===== Task input

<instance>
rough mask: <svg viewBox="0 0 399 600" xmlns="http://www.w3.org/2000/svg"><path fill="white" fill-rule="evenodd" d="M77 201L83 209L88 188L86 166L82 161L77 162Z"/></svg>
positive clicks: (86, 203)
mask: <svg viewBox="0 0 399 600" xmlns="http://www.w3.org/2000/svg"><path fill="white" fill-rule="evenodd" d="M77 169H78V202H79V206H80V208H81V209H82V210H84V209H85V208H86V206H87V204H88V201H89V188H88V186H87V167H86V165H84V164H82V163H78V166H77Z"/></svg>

==========
===== Task input

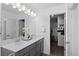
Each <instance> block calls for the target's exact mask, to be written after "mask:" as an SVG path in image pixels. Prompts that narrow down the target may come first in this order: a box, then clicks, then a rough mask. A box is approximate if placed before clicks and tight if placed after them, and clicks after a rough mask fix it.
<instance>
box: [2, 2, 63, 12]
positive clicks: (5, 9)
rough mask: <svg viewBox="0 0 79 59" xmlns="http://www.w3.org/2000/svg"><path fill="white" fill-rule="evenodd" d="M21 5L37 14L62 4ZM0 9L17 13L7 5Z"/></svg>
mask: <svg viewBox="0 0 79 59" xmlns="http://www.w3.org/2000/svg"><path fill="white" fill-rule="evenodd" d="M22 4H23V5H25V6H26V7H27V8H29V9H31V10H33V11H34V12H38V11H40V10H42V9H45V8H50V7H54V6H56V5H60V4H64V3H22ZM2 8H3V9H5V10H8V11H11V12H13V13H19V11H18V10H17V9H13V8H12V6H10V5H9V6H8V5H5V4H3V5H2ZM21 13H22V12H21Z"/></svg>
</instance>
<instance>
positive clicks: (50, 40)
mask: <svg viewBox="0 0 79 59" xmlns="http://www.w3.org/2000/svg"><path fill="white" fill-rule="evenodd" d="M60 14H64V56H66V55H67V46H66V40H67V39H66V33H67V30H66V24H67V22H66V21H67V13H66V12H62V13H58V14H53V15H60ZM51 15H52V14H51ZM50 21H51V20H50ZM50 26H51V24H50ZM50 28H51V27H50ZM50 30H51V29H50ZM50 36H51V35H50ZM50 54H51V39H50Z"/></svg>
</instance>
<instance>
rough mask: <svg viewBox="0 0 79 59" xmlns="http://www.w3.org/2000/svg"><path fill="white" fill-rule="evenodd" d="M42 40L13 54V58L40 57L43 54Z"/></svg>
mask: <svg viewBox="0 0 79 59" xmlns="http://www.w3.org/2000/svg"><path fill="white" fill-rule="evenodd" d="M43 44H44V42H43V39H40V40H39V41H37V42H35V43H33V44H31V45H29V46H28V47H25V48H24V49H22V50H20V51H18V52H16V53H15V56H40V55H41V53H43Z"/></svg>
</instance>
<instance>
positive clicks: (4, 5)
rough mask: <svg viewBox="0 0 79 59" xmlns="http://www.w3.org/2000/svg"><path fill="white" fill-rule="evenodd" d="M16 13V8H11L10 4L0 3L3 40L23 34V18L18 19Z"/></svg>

==========

→ **Brief**:
Rewrite the lines starting at the one containing "Each <instance> block" and ending at the one containing "15H52V14H51ZM50 21H51V20H50ZM50 26H51V24H50ZM50", replacing "rough mask" with "coarse mask" and keeping everything else unchanged.

→ **Task answer**:
Each <instance> block calls for the target's exact mask, to be written after "mask:" as an SVG path in image pixels. Prompts that narrow down the target may come first in this order: a box, then clicks, then a coarse mask. A box is approximate if placed before clicks and tight if placed after them, and clicks after a coarse mask fix it.
<instance>
box: [2, 2, 63, 12]
positive clicks: (5, 9)
coarse mask: <svg viewBox="0 0 79 59" xmlns="http://www.w3.org/2000/svg"><path fill="white" fill-rule="evenodd" d="M21 5L37 14L62 4ZM0 9L17 13L7 5Z"/></svg>
mask: <svg viewBox="0 0 79 59" xmlns="http://www.w3.org/2000/svg"><path fill="white" fill-rule="evenodd" d="M22 4H23V5H25V6H26V7H27V8H29V9H31V10H33V11H34V12H38V11H40V10H42V9H45V8H50V7H54V6H56V5H60V4H64V3H22ZM2 8H3V9H5V10H8V11H11V12H13V13H19V11H18V10H17V9H13V8H12V6H10V5H9V6H8V5H5V4H3V5H2ZM21 13H22V12H21Z"/></svg>
</instance>
<instance>
positive clicks: (50, 40)
mask: <svg viewBox="0 0 79 59" xmlns="http://www.w3.org/2000/svg"><path fill="white" fill-rule="evenodd" d="M60 14H64V56H66V55H67V46H66V40H67V39H66V33H67V30H66V24H67V22H66V21H67V13H66V12H62V13H58V14H53V15H60ZM51 15H52V14H51ZM50 21H51V20H50ZM50 26H51V24H50ZM50 28H51V27H50ZM50 30H51V29H50ZM50 36H51V35H50ZM50 54H51V39H50Z"/></svg>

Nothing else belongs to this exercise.